**AVAILABLE DATA**
-- Opening Marker --
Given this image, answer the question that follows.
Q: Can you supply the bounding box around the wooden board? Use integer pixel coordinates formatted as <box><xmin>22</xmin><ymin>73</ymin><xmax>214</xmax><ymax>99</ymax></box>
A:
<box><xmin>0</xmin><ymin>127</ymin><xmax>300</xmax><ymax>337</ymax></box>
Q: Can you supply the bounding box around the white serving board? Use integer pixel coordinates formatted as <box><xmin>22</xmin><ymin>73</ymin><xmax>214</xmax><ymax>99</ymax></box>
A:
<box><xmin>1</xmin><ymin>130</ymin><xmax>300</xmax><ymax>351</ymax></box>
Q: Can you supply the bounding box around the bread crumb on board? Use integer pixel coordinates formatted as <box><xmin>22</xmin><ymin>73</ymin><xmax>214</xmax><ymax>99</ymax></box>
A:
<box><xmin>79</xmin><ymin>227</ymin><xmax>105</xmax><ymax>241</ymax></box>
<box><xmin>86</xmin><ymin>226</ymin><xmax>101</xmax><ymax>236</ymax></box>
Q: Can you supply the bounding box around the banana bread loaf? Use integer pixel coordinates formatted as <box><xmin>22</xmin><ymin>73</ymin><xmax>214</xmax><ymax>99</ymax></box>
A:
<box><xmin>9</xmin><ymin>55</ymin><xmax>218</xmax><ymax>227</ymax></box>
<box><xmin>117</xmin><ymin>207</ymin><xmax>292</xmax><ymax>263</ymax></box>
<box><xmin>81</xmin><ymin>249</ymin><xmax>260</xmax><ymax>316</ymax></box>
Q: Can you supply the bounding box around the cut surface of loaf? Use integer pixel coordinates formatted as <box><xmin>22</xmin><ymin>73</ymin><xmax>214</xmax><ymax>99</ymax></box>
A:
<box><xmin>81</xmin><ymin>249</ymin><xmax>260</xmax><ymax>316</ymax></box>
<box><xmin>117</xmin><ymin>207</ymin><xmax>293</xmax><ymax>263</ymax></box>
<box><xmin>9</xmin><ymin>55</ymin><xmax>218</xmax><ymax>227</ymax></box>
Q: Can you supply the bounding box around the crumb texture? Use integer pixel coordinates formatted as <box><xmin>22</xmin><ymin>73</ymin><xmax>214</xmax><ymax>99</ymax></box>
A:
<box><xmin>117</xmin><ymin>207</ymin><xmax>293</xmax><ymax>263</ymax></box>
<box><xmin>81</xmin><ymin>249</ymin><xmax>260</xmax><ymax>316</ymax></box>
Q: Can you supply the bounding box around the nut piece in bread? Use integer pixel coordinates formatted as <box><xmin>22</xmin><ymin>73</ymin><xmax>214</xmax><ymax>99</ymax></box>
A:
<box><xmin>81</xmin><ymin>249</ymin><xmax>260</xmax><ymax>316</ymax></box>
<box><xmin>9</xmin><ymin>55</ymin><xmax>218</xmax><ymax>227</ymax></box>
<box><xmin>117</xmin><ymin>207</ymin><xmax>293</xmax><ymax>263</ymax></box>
-- Closing Marker --
Line by line, the data should be returned exactly as written.

Given this image, answer the question that follows.
Q: Can you supply the bounding box around the wooden board? Use integer pixel coordinates formatted as <box><xmin>22</xmin><ymin>73</ymin><xmax>214</xmax><ymax>99</ymax></box>
A:
<box><xmin>0</xmin><ymin>127</ymin><xmax>300</xmax><ymax>337</ymax></box>
Q: Can you supply the bounding box around the white serving board? Use integer pixel coordinates formatted as <box><xmin>22</xmin><ymin>73</ymin><xmax>214</xmax><ymax>99</ymax></box>
A:
<box><xmin>1</xmin><ymin>130</ymin><xmax>300</xmax><ymax>351</ymax></box>
Q: Can you supply the bounding box around the bread crumb on board? Use integer pixel coordinates formatted as <box><xmin>22</xmin><ymin>73</ymin><xmax>214</xmax><ymax>99</ymax></box>
A:
<box><xmin>79</xmin><ymin>227</ymin><xmax>105</xmax><ymax>241</ymax></box>
<box><xmin>86</xmin><ymin>226</ymin><xmax>101</xmax><ymax>236</ymax></box>
Q: Can you supply the bounding box around the banana bread loaf? Use integer pixel coordinates formatted as <box><xmin>22</xmin><ymin>73</ymin><xmax>214</xmax><ymax>99</ymax></box>
A:
<box><xmin>9</xmin><ymin>55</ymin><xmax>218</xmax><ymax>227</ymax></box>
<box><xmin>117</xmin><ymin>207</ymin><xmax>292</xmax><ymax>263</ymax></box>
<box><xmin>81</xmin><ymin>249</ymin><xmax>260</xmax><ymax>316</ymax></box>
Q: Can you supply the bounding box around the cut surface of loaf? Use integer pixel coordinates formatted as <box><xmin>22</xmin><ymin>73</ymin><xmax>214</xmax><ymax>99</ymax></box>
A:
<box><xmin>81</xmin><ymin>249</ymin><xmax>260</xmax><ymax>316</ymax></box>
<box><xmin>117</xmin><ymin>207</ymin><xmax>293</xmax><ymax>263</ymax></box>
<box><xmin>9</xmin><ymin>55</ymin><xmax>218</xmax><ymax>227</ymax></box>
Q: Can you supply the bounding box around the crumb texture? Use integer pixel coordinates formatted as <box><xmin>22</xmin><ymin>73</ymin><xmax>214</xmax><ymax>99</ymax></box>
A:
<box><xmin>117</xmin><ymin>207</ymin><xmax>293</xmax><ymax>263</ymax></box>
<box><xmin>81</xmin><ymin>249</ymin><xmax>260</xmax><ymax>316</ymax></box>
Q: Can you supply the bounding box around the nut piece in bread? Use integer pixel coordinates formatted as <box><xmin>22</xmin><ymin>73</ymin><xmax>214</xmax><ymax>99</ymax></box>
A:
<box><xmin>81</xmin><ymin>249</ymin><xmax>260</xmax><ymax>316</ymax></box>
<box><xmin>9</xmin><ymin>55</ymin><xmax>218</xmax><ymax>227</ymax></box>
<box><xmin>117</xmin><ymin>207</ymin><xmax>293</xmax><ymax>263</ymax></box>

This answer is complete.